**Work to do**
Tally the lines in the material below that contain the word "shirt". Reply with the number alone.

**Excerpts of pointing data**
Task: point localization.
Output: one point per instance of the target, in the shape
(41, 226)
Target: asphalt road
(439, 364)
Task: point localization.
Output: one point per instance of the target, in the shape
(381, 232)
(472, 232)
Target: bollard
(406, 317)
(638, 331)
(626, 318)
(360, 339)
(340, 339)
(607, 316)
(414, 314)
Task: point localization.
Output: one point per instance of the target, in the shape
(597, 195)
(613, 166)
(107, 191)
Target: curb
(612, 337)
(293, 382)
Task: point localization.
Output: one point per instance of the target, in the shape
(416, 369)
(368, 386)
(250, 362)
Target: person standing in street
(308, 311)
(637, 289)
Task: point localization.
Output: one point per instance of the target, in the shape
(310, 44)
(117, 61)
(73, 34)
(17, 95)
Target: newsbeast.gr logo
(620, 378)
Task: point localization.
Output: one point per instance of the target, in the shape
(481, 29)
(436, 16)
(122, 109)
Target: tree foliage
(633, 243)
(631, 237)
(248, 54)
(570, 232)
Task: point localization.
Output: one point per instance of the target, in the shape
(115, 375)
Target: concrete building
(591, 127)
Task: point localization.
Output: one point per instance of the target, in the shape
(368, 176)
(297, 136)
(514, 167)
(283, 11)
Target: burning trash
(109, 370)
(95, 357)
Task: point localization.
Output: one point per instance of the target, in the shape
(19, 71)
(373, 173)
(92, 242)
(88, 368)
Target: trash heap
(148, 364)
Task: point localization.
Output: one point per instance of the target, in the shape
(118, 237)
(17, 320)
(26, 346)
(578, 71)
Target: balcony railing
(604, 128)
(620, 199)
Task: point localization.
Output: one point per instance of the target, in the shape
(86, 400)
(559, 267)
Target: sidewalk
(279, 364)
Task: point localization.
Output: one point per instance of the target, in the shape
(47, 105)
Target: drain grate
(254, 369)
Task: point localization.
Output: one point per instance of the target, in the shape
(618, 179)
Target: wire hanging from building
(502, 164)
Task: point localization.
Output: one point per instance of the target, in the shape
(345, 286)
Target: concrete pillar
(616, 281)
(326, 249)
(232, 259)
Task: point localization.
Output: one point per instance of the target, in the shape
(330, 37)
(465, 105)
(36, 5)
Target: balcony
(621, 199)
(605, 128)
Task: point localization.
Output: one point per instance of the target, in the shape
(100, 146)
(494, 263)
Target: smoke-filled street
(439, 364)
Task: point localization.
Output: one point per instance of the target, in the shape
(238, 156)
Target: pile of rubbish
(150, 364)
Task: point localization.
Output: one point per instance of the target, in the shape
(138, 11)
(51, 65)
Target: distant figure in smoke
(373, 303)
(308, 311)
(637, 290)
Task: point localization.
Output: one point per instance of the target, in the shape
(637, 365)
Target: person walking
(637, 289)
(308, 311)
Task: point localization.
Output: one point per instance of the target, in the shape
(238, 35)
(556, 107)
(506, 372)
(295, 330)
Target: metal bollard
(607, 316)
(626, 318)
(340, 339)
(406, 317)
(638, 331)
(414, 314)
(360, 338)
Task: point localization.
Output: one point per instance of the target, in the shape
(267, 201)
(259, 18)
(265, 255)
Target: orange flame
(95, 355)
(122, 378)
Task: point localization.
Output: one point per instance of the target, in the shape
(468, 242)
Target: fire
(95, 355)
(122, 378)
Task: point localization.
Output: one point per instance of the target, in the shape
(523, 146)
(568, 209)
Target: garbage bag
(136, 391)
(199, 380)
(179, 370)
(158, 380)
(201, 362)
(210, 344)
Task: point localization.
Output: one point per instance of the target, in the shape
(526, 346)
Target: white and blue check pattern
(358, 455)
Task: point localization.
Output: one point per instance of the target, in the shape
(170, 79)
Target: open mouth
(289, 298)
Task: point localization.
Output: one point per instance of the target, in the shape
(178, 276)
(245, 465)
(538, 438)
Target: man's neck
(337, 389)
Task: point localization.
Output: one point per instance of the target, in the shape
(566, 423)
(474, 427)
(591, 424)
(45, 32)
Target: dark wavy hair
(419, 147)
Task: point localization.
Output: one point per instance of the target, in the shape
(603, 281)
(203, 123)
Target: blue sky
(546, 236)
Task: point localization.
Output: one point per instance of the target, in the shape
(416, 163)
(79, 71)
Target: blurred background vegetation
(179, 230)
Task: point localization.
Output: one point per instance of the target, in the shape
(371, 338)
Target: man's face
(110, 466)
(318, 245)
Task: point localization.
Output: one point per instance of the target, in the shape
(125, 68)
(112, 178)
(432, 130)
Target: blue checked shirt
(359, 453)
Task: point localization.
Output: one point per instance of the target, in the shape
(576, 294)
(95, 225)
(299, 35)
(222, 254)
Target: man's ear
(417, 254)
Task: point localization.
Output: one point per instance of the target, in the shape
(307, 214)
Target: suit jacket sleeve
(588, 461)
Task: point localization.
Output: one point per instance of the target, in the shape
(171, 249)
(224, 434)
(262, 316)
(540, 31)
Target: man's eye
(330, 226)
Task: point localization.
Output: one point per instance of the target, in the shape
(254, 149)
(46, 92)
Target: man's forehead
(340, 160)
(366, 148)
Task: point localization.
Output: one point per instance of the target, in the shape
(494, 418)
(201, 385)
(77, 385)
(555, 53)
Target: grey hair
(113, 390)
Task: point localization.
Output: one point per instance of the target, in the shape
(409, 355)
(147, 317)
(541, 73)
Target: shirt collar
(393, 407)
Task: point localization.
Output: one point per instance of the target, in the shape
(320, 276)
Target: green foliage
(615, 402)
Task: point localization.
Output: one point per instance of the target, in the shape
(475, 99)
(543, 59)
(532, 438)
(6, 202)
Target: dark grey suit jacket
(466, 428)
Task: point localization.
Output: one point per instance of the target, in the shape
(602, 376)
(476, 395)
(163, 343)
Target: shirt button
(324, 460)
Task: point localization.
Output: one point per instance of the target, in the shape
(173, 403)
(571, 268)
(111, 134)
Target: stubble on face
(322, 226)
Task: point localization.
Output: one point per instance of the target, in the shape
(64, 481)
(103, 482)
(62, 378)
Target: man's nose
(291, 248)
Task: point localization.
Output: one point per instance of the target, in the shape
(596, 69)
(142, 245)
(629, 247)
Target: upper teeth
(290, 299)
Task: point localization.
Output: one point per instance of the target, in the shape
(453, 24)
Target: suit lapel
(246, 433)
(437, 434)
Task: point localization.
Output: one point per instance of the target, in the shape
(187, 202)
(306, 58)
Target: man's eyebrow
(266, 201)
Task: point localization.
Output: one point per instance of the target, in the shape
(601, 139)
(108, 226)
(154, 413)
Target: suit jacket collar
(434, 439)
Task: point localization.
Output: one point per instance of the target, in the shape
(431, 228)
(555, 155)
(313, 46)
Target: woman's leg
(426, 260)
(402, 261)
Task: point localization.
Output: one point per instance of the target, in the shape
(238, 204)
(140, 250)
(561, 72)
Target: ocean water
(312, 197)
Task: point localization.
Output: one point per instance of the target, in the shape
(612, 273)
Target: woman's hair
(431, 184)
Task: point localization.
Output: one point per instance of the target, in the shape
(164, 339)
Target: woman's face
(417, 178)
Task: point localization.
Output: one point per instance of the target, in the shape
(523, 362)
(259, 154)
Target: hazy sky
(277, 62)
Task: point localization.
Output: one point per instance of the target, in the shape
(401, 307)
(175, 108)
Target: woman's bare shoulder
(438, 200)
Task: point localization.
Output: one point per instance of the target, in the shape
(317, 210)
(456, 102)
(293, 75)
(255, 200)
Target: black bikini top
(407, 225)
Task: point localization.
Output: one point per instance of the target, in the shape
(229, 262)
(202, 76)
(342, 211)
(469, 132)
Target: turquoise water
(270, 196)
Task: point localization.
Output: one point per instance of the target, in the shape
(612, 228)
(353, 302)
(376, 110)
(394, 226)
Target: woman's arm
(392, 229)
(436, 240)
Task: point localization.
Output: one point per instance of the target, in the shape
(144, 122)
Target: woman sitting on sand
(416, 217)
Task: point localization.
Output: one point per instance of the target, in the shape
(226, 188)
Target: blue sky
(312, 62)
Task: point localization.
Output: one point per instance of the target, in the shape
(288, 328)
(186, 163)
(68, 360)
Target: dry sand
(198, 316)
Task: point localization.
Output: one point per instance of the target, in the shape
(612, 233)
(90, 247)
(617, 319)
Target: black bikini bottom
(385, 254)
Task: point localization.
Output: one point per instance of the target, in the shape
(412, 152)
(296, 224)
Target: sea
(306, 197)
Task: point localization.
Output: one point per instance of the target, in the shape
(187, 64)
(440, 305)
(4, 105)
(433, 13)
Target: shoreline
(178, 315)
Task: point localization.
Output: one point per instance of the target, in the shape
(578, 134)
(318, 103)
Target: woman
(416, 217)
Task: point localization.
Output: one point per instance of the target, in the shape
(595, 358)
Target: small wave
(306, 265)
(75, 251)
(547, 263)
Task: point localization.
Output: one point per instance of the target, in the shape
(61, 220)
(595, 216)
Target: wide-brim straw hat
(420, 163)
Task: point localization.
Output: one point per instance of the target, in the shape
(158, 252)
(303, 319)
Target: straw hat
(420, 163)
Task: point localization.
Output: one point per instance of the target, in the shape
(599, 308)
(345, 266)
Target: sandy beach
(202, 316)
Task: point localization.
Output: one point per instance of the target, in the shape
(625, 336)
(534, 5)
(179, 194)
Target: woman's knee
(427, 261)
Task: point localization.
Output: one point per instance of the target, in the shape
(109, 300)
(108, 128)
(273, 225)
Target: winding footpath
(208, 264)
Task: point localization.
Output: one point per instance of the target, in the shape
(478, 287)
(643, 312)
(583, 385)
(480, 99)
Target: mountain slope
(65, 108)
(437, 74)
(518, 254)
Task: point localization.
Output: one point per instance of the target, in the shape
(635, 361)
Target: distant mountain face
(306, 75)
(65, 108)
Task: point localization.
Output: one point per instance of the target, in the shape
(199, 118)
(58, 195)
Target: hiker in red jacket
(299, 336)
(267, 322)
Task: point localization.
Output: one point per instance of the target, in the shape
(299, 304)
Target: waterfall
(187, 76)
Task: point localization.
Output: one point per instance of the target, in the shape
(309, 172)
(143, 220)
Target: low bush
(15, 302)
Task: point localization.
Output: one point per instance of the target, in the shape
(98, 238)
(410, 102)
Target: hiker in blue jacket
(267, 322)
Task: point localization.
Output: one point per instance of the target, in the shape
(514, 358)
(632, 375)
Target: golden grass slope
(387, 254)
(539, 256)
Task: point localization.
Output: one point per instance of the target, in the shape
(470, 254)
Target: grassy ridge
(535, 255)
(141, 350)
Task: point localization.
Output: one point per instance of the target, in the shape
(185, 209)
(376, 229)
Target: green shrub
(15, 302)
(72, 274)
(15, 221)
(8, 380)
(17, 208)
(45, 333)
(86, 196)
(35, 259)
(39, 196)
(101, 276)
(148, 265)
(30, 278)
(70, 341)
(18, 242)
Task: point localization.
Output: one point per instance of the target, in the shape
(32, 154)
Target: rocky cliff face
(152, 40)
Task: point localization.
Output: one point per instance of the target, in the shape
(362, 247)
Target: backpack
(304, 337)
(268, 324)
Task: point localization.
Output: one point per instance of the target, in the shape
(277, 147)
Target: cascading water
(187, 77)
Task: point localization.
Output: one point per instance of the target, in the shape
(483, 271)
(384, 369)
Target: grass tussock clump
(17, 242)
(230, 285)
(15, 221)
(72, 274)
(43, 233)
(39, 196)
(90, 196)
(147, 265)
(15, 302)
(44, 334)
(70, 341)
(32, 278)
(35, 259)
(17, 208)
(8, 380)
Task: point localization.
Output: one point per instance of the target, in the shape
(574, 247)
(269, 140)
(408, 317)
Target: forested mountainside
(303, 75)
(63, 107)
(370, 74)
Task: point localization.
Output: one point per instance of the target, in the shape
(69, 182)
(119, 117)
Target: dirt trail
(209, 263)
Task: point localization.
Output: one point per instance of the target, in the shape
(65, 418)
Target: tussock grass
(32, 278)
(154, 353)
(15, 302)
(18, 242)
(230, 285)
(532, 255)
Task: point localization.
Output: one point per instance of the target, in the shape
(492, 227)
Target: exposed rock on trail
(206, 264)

**Written answer**
3